* Source text
----------------

With 30 points in 40 games for the Marlies, Liljegren doubled his 2018-19 production, earning the trust of Sheldon Keefe and then Moore in all situations. Certainly, he’ll be on call as a reserve for the Maple Leafs if or when the NHL playoffs begin.

"He’s done a great job educating himself with the resources and people around him and asking the right questions. I think he understands what it takes," Moore says.

"I’m sure he knows he’s right on the tip of things happening for him full-time at that level. Within this pandemic, the pause and where we’re at in hockey right now, maybe he’s going to have to be more patient, but I think he’s up for it."


• Gilman wouldn’t put an exact number on it, but a handful or two of the Marlies have been informed they are on standby and should be prepared to practice and play as black aces as soon as the Maple Leafs’ season resumes.

• Marlies not on the taxi squad have already conducted their exit interviews. Prospect Jeremy Bracco, the Marlies’ leading scorer in 2018-19, is among those who have had an exit interview.

• While the return of the gate-driven American Hockey League is causing serious financial concern in some markets, Gilman did note this: "The Marlies are an economically viable operation in their own right."

----------------

* Supplied entries
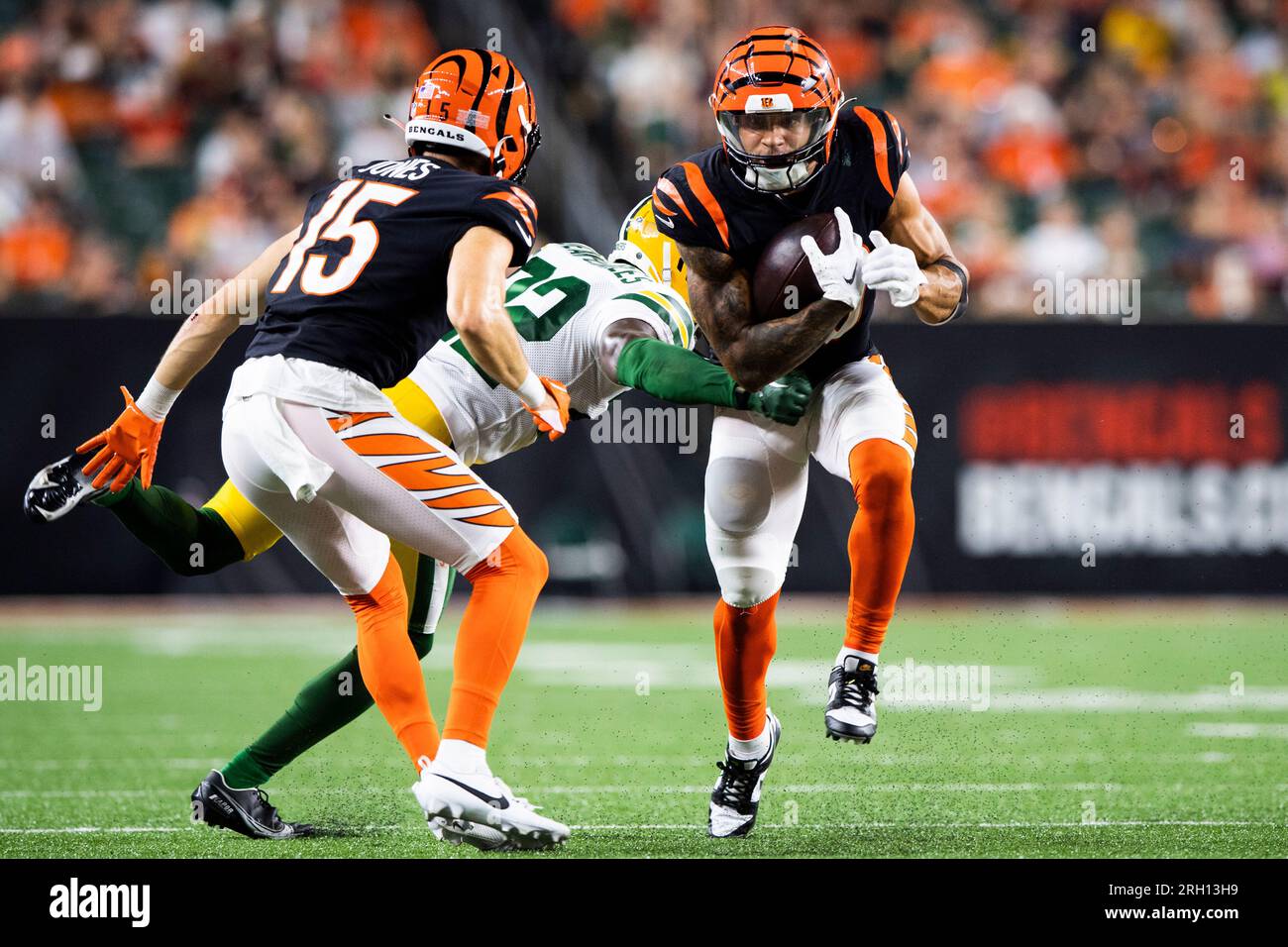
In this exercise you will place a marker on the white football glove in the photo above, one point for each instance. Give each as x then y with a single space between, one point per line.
837 273
893 268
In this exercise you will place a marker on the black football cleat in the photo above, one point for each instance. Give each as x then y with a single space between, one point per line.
246 812
56 489
851 714
737 793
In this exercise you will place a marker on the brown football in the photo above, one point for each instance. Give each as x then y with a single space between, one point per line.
785 282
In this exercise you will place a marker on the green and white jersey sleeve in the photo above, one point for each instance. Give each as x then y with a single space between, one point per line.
574 311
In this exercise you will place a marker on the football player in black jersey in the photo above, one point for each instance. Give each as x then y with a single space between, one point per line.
790 149
384 263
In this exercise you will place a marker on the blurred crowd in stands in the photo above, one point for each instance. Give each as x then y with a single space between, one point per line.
1126 140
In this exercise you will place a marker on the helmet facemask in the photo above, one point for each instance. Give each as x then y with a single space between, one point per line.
778 149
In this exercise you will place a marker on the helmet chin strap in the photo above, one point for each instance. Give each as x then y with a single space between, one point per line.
778 178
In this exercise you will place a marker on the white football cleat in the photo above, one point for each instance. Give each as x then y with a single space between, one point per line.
458 831
484 800
851 710
737 793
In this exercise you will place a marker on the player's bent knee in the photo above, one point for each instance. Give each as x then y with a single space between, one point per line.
881 474
743 586
738 493
524 557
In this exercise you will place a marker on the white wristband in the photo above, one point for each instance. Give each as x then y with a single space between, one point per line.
531 392
156 399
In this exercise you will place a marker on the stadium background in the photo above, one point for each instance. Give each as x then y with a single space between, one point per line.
145 140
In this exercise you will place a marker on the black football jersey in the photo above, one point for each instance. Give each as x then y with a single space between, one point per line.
699 201
365 285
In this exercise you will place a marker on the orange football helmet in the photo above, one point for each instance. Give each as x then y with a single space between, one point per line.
776 89
477 101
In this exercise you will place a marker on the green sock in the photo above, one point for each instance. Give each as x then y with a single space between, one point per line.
191 541
330 701
338 696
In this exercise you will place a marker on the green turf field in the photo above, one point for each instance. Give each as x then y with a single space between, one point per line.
1112 729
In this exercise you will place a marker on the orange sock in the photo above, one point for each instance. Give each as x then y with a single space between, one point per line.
389 665
880 539
746 639
506 585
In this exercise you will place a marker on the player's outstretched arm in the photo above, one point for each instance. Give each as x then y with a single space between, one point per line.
755 354
129 445
476 305
675 373
928 277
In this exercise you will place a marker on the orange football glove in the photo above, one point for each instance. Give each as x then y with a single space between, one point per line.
546 420
128 447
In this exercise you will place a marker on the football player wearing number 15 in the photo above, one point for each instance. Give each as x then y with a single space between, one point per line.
384 262
600 326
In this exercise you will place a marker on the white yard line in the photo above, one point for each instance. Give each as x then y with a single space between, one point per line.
1240 731
652 827
789 789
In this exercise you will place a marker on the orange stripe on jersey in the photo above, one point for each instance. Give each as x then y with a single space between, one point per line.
879 145
527 198
673 193
518 205
421 475
464 500
500 517
353 420
370 445
698 185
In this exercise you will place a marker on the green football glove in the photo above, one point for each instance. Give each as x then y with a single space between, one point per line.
785 401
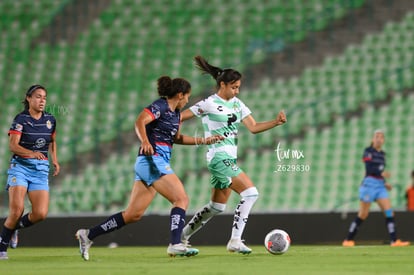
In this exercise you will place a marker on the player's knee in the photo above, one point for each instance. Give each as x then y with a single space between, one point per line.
388 213
38 216
363 215
132 217
15 213
181 202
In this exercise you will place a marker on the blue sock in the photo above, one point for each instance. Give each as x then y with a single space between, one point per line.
5 238
177 222
391 228
114 222
353 229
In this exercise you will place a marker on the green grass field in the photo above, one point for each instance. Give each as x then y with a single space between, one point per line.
212 260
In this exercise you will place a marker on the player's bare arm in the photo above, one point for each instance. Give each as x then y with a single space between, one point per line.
143 119
258 127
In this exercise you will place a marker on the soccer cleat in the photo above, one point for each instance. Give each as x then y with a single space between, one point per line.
348 243
84 243
14 239
400 243
3 255
237 245
181 249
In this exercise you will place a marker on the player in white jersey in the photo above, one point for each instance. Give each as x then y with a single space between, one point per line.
222 114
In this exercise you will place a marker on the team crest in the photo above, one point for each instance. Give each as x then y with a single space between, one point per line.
19 127
48 124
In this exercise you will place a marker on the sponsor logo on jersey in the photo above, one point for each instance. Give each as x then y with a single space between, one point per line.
48 124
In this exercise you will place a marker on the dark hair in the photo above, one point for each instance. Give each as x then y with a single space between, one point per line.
29 93
225 75
168 87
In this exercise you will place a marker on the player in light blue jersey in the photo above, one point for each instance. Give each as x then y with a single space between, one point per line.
222 114
158 128
31 138
374 188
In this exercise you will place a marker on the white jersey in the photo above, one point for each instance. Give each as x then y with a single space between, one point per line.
221 117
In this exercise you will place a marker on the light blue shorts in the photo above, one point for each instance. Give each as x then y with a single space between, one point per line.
30 173
372 189
150 168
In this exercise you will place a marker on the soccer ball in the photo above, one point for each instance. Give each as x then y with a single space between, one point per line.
277 241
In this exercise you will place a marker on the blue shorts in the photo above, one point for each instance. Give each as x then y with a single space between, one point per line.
372 189
150 168
30 173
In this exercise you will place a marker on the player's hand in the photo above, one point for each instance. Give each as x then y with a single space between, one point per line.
146 149
38 155
281 118
213 139
388 186
56 169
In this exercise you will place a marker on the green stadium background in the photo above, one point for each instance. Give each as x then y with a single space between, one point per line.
337 78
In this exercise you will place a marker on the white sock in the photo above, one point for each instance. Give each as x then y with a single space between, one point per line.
201 217
241 214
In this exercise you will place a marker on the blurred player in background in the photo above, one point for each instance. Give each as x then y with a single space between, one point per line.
222 113
374 188
409 194
157 128
31 138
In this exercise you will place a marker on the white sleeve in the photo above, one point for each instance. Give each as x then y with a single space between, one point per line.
200 108
245 111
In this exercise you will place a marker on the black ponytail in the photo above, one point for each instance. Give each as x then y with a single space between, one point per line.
225 75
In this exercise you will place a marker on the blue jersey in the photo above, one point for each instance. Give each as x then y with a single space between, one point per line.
374 162
162 130
36 134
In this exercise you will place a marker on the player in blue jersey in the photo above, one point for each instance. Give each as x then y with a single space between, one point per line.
374 188
222 113
157 127
31 138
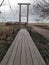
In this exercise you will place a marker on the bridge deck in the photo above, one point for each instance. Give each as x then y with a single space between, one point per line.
23 51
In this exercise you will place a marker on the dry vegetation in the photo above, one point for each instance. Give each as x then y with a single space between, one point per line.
7 35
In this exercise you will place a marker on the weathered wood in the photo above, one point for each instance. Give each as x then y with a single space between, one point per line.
23 3
23 51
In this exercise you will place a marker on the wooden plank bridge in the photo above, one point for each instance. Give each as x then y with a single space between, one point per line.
23 51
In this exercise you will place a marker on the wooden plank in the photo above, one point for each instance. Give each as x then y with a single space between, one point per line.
23 51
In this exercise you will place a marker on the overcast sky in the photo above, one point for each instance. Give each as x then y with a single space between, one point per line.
13 13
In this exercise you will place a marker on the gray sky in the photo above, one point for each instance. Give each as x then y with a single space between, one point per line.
13 13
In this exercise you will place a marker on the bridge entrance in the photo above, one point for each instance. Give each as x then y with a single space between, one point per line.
20 5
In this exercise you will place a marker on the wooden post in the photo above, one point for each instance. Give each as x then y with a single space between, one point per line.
27 13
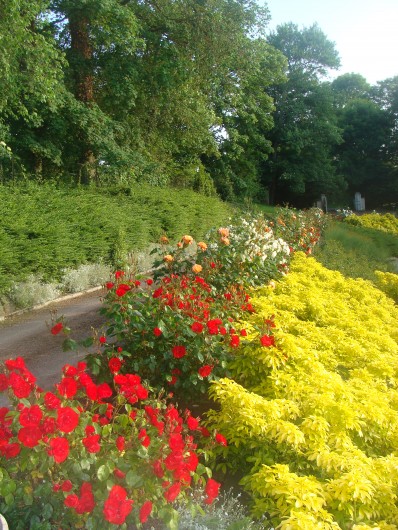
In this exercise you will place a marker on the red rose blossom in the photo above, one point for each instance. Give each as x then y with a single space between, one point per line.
172 493
145 511
220 439
179 351
117 507
29 436
67 419
197 327
114 364
267 340
57 328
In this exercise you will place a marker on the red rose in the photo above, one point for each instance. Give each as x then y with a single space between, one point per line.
66 485
172 493
120 443
176 442
67 387
86 501
114 364
57 328
145 511
67 419
31 416
117 507
267 340
234 342
59 449
19 386
91 443
211 490
29 436
48 426
51 401
179 351
118 473
197 327
205 371
10 450
71 501
3 382
158 468
192 423
220 439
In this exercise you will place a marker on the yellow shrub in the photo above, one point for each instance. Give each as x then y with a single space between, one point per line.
319 409
385 223
388 283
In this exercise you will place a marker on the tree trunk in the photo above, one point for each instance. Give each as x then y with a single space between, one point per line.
82 57
84 86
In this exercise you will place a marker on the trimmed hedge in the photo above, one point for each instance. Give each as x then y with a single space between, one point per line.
47 228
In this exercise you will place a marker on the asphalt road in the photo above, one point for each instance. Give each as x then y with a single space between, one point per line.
28 336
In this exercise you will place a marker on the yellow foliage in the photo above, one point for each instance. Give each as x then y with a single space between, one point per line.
388 283
313 420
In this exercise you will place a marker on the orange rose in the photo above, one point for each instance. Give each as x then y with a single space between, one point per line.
224 232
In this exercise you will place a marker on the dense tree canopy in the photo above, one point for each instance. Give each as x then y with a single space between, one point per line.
192 94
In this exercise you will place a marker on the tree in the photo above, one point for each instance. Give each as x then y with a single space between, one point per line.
305 129
365 156
31 73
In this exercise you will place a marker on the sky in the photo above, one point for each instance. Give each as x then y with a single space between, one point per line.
365 32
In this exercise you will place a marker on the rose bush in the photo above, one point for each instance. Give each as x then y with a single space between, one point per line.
178 334
91 455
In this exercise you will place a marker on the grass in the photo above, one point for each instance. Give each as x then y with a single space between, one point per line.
46 229
357 252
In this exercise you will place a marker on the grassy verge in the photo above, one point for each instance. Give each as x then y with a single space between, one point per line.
355 251
45 229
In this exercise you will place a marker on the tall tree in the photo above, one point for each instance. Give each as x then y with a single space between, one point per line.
305 129
31 73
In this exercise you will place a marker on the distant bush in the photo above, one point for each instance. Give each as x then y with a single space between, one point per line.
45 229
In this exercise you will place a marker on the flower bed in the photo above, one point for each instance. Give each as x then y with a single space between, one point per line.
314 396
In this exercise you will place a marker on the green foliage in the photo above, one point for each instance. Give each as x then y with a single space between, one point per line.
305 130
384 222
46 229
314 410
388 283
356 251
80 456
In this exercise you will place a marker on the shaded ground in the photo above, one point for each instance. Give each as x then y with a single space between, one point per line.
28 336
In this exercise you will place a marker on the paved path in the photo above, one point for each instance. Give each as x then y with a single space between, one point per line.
28 335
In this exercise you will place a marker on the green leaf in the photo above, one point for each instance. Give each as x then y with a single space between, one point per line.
69 345
103 472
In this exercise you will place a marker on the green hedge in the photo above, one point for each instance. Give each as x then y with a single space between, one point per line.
46 228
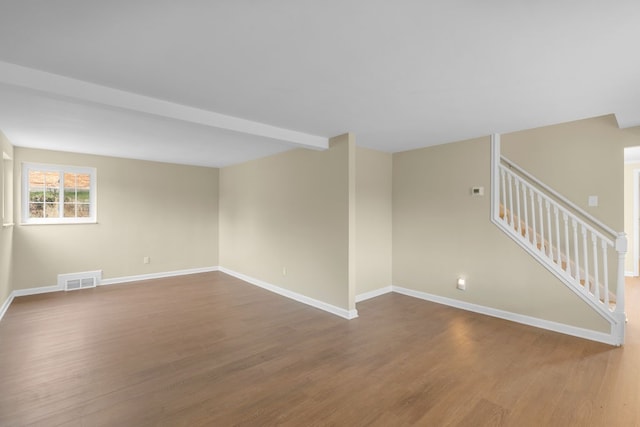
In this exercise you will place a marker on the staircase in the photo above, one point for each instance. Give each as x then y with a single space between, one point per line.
581 251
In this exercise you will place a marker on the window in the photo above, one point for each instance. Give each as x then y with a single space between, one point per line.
58 194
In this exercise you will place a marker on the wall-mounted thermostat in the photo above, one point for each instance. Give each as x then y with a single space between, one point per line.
477 191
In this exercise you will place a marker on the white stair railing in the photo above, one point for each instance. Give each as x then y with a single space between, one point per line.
581 251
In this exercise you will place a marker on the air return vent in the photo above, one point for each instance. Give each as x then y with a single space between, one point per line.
74 281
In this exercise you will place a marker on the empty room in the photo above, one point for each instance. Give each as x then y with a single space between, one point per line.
319 213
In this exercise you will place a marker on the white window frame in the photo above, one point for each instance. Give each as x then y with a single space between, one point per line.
91 219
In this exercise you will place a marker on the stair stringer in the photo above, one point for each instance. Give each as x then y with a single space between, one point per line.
616 322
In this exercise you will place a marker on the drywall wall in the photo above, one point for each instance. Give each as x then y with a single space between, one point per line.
285 220
164 211
629 174
373 224
442 232
6 230
578 159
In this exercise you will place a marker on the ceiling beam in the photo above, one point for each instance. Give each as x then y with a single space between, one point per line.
84 91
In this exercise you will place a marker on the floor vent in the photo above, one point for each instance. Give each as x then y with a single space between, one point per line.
74 281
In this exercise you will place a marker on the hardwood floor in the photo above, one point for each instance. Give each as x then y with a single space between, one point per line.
210 350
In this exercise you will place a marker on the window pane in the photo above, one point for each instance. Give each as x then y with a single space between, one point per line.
36 210
36 196
52 195
84 210
69 195
69 210
51 210
58 194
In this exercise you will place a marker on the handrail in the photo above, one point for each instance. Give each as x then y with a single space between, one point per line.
564 210
564 200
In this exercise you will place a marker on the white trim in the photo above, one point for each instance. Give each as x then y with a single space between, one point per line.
513 317
636 218
67 87
372 294
124 279
61 170
562 198
139 277
347 314
35 291
5 305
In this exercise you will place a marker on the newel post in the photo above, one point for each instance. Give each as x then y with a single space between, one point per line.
495 176
621 248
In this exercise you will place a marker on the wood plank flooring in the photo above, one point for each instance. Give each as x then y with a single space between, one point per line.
210 350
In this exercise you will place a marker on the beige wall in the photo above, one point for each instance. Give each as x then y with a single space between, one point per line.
373 224
291 211
628 211
578 159
441 232
6 232
164 211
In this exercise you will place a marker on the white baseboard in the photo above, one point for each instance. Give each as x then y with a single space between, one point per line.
35 291
139 277
372 294
47 289
514 317
347 314
5 305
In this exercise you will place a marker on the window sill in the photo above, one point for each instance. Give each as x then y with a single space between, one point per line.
57 223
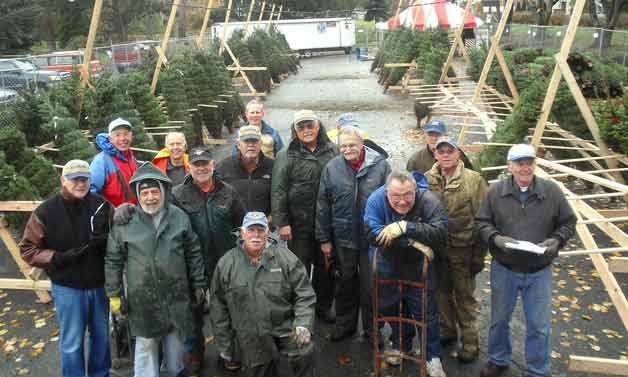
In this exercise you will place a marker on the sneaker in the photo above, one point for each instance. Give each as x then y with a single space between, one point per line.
493 370
393 357
435 368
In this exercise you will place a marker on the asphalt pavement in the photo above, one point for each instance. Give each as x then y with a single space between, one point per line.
584 320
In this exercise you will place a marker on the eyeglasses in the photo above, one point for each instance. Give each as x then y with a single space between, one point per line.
302 126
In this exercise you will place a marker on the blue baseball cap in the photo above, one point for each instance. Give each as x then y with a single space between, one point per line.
255 218
446 140
436 126
521 151
347 119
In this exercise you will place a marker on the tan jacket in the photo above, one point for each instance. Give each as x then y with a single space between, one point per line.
462 196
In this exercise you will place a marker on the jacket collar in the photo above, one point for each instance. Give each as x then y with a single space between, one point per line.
509 187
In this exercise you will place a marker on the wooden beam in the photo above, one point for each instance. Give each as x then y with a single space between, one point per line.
19 206
164 44
618 264
27 284
14 250
223 40
598 365
201 34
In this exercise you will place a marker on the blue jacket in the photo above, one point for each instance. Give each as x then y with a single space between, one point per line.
427 223
266 130
342 196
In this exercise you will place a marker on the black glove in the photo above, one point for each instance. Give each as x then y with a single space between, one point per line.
199 296
69 256
477 265
552 245
123 214
501 241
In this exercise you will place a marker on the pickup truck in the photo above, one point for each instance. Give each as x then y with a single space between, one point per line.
17 74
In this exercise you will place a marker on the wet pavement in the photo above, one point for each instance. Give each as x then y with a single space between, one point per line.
584 322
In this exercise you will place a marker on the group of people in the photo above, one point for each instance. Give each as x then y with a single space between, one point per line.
272 236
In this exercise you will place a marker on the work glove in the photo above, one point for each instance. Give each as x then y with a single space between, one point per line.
552 245
115 305
302 336
199 296
123 214
477 265
426 250
69 256
392 232
501 241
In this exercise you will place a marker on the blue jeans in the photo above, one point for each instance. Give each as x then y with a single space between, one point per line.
79 310
536 291
389 306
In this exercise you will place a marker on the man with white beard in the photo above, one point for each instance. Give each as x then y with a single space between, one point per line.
163 261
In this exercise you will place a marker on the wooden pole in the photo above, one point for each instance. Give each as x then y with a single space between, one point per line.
208 11
270 18
261 13
491 52
225 27
248 18
164 45
91 37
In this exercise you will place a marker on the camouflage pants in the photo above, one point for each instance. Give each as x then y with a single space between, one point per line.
456 304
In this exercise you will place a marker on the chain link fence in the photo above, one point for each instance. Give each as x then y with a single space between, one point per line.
610 44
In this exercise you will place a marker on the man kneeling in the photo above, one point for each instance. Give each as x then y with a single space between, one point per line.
261 294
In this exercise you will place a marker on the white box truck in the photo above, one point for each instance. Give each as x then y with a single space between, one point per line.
304 35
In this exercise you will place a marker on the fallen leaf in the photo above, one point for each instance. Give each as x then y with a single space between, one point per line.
344 360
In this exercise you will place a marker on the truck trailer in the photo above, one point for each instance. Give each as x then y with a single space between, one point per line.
304 35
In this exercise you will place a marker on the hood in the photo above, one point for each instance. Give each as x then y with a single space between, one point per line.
150 171
102 141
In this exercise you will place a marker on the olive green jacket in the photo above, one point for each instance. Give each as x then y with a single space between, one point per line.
162 266
255 303
462 196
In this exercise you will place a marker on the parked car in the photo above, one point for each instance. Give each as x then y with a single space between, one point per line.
8 96
18 74
67 61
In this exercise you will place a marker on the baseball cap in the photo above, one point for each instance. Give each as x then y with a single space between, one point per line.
436 126
302 116
346 119
249 133
200 153
255 218
446 140
76 169
119 122
521 151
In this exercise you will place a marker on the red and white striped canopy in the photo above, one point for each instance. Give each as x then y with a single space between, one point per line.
430 14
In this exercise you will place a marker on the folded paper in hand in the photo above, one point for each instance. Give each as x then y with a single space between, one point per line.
526 246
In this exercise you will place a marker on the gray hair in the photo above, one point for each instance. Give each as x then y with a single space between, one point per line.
254 102
173 135
400 176
351 131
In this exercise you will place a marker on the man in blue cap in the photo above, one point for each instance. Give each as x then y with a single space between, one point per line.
424 159
527 208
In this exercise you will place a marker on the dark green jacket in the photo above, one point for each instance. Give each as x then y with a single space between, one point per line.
296 176
162 266
257 303
214 217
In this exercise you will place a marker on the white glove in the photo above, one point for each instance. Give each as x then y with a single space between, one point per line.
225 356
426 250
302 336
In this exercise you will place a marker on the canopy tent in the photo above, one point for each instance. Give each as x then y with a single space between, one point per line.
427 14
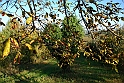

----------------

* Your task
Write what follows the final bullet point of the piece on the Toronto Marlies and their prospects, carrying that hockey text forward.

* Result of the task
• Goalie prospect Joseph Woll had a tough stat line in his first pro season: 11-16-3, .880 save percentage. But the organization remains high on the 21-year-old, reminding Woll that goaltending is the one position that takes the longest to develop, longest to reach the NHL, but then your career can last longer than an average player. "We think we have a very good, young, up-and-coming goaltender in Joe Woll," Gilman said.

The Marlies are also pleased with Kasimir Kaskisuo (UFA) and are hopeful Ian Scott can bounce back from hip surgery. "We’re happy with what we have in the pipeline, but like any franchise," Gilman said, "you can never have enough goaltending — like pitching in baseball."

• Despite being mired in an extra-long off-season, Moore has been trying to engage the Marlies via video review and individualized workout regimes. "Their days are very mundane and the same day-to-day not being able to leave their home, so I’m trying to continue to build those relationships, which are very important, and continue to get them thinking hockey," Moore said.